
    Mr Ishaq said Mr Ali - a member of Nangarhar province's minority tribe of Peshayee - was uneducated. He accused the US military of bypassing the will of the people, saying: ''They chose a person we don't want.''

    In Jalalabad's clothing market, Jan Afghan, 25, makes his living on a pedal-operated sewing machine decorating women's clothing. He also believes US soldiers are doing a good job, but has reservations. ''They do all this good work. But it's true that they are working with Hazrat Ali. It is not good to give him so much power. The people need to decide who should have the power.''

    Mr Ali dismissed the criticism, saying the local people did not have any understanding of the security situation. ''If the Americans go from here there will be a war between the fighting groups. They [the fighting groups] will loot the people's homes and businesses. The local people do not understand,'' he said.

    But it is not difficult to appreciate the concerns of Mr Afghan and Mr Ishaq about their US military guests. The commander that US special forces have chosen to cruise around town with was reported by Kabul Television as extorting money from travellers at checkpoints on the highway to the Pakistan border.

    This is cause for concern in Kabul because that road is a key supply route for the capital. Similar practices during the Mujahedeen regime were blamed as being among the main reasons why the people allowed the Taleban to come to power.

    In Jalalabad, some have even begun to voice their complaints in the local press. The editor of the Nangarhar Daily, a Jalalabad-based newspaper, recently published an anti-foreigner poem penned by Mariam Nasari, 25. In it, she accused Afghan men of forgetting their fiercely independent past for fear of what foreign forces may do if they voice their protests:

    What a strange situation. I'm shocked, oh people. A few jackals have come here and keep the lions. No one can tell the truth who brought us to this state of being. Powerful hands cover our mouths and silence us.

    Lending credence to the poet was a recent incident in which arms were confiscated with US military help from one commander serving under the national army and given to Mr Ali, who represents the same army.

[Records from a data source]
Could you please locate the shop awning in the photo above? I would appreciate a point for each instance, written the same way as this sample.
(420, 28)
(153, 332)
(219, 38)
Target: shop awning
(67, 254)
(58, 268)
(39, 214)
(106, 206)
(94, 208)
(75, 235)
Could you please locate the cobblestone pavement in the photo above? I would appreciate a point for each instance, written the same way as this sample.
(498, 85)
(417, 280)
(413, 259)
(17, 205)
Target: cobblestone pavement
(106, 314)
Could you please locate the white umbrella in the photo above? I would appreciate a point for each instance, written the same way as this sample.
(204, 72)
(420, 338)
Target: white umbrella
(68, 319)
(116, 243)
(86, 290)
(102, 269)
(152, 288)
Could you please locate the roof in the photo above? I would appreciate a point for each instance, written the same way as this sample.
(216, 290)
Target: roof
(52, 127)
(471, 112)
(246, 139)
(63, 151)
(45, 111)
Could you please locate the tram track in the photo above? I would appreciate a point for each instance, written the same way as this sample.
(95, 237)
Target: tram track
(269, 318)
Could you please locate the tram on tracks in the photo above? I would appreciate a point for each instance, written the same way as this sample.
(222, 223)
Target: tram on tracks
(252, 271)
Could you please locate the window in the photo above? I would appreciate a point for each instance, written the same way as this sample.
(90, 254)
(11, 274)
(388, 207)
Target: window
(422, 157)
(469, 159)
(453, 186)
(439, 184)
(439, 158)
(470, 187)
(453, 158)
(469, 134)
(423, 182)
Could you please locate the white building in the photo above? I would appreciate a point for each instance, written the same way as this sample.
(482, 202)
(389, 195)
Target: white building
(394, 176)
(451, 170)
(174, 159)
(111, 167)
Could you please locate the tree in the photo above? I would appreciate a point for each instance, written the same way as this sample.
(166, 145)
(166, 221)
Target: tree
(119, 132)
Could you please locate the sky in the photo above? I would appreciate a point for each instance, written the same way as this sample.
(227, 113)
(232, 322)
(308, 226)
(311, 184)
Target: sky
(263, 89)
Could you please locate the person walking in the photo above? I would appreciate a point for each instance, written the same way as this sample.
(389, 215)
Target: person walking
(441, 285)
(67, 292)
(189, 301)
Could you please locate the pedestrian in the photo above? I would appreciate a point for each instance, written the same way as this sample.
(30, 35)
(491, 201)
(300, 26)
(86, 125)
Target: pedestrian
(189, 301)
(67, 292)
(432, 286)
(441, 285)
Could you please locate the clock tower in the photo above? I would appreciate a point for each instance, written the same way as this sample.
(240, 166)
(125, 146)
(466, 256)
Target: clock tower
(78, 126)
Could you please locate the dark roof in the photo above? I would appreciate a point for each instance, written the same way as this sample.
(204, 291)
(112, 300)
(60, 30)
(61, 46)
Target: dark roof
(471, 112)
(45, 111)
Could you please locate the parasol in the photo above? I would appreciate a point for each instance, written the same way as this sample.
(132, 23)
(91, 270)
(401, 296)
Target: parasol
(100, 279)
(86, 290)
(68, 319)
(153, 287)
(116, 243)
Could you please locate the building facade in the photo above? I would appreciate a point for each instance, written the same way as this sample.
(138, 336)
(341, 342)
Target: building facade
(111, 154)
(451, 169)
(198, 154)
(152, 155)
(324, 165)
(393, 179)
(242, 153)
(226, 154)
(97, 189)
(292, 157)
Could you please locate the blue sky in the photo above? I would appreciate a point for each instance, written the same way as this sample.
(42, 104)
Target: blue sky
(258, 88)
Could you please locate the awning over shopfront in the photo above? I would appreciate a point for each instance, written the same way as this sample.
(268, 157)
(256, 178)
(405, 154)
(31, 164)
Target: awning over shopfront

▶ [Instructions]:
(a) According to the text about Jalalabad, how does Jan Afghan earn his living?
(b) Write the next part of the text about Jalalabad, picking up after its final sentence.

▶ [Exercise answers]:
(a) He decorates women's clothing on a pedal-operated sewing machine in Jalalabad's clothing market.

(b)
    Last month, near Nangarhar's border with Pakistan, a base controlled by the province's border guard chief, Haji Abdul Zahir, was raided by armed men, according to soldiers at the base.

    ''They came from three directions,'' said 40-year-old Amber Khan, a border guard who was sleeping at the base that night. ''There were maybe 50 Americans. Their faces were hidden by black masks. Some had the glasses that are used for seeing in the night.''

    Mr Khan said the Americans told him and his fellow border guards to sit on the ground while they tied their hands. He said it took 10 minutes for the armed men to find what they wanted - a speech-impaired Chechen.

    With the prize in hand, he said the Americans stepped back while their Afghan counterparts searched the men kneeling in the dust. Mr Khan said Mr Ali's men took 75 rifles, two cannons and US$310 (HK$2,418). Before the armed group left the base, Mr Khan said the raiders beat him and his comrades with their fists and rifle butts.
    ''We have been fighting al-Qaeda and the Taleban for six years. If he was al-Qaeda we would have given him to the Americans,'' Mr Khan said.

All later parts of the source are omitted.